WHAT THE TASK REQUIRES — Write out, word for word, the lines from the one containing "Please spot the two-story" through the last line below, with both of those included.

____________________

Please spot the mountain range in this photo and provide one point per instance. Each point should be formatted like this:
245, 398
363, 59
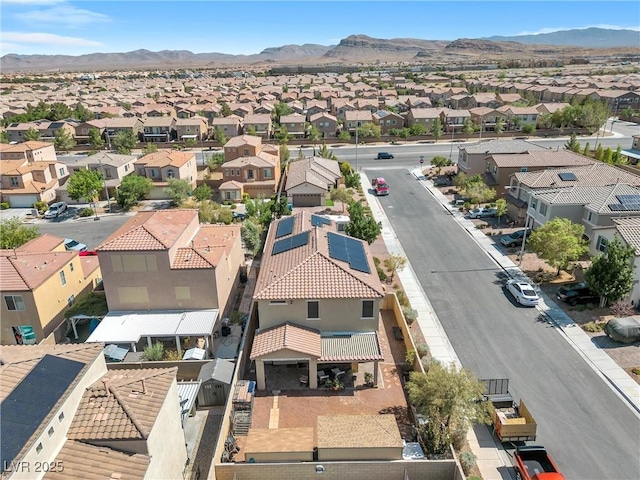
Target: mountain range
354, 48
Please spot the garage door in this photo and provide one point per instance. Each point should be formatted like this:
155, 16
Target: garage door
307, 200
22, 201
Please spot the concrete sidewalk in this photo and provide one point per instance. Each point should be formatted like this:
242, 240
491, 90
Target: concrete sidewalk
491, 458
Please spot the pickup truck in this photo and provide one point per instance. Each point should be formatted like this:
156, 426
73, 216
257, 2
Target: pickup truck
511, 422
534, 463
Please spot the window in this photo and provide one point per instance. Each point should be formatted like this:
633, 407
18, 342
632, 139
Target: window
367, 309
602, 245
313, 310
14, 302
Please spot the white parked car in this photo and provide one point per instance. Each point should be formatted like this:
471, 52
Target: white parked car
482, 212
523, 292
55, 210
74, 245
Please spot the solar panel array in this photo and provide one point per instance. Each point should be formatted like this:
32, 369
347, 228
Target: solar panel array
318, 221
290, 243
567, 176
31, 401
285, 227
347, 249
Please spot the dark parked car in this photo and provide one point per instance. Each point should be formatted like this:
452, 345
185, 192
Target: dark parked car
574, 293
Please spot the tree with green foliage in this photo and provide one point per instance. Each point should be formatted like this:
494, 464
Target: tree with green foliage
342, 195
133, 188
611, 274
203, 192
85, 184
14, 233
436, 129
63, 140
220, 137
501, 208
95, 139
448, 397
251, 233
178, 190
361, 225
31, 135
125, 141
559, 242
573, 144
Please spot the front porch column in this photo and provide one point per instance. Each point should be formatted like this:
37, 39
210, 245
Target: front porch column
375, 373
262, 384
313, 373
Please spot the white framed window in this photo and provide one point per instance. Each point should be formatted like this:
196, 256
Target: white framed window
14, 303
313, 310
367, 309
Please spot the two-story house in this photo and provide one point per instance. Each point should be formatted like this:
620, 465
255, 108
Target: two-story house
318, 298
163, 165
39, 281
159, 129
250, 167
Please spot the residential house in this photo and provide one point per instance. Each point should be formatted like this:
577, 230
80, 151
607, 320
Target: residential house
231, 126
250, 167
326, 123
354, 119
39, 281
295, 124
163, 165
259, 123
159, 129
388, 121
310, 179
193, 128
317, 294
422, 116
472, 159
167, 260
114, 167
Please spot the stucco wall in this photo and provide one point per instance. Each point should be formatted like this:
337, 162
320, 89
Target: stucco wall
336, 315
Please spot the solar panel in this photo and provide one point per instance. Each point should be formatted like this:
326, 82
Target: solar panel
624, 199
287, 244
567, 176
31, 401
318, 221
285, 226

____________________

COMPLETE OUTPUT —
Please spot the two-story house in this photo and provide one point per instance. Each point should be formatted like this:
620, 465
255, 108
Target: two-story house
318, 298
163, 165
39, 281
159, 129
250, 167
Please spot the residential house in this photo and provide one point per instance. Each point should be formatted like this:
577, 230
80, 151
607, 320
Target: residential house
231, 126
250, 167
326, 123
354, 119
39, 281
295, 124
163, 165
259, 123
159, 129
388, 121
310, 179
193, 128
317, 294
422, 116
472, 159
167, 260
114, 167
Please spot the stucco wall in this photo and provide one point per instance. Each point should be formatted like this:
337, 162
320, 89
Target: stucco wall
336, 315
Please spot the solar panel in this photo and provide one point per instance. Each point should be formatted like this:
326, 82
Target: solar panel
624, 199
287, 244
567, 176
31, 401
318, 221
285, 226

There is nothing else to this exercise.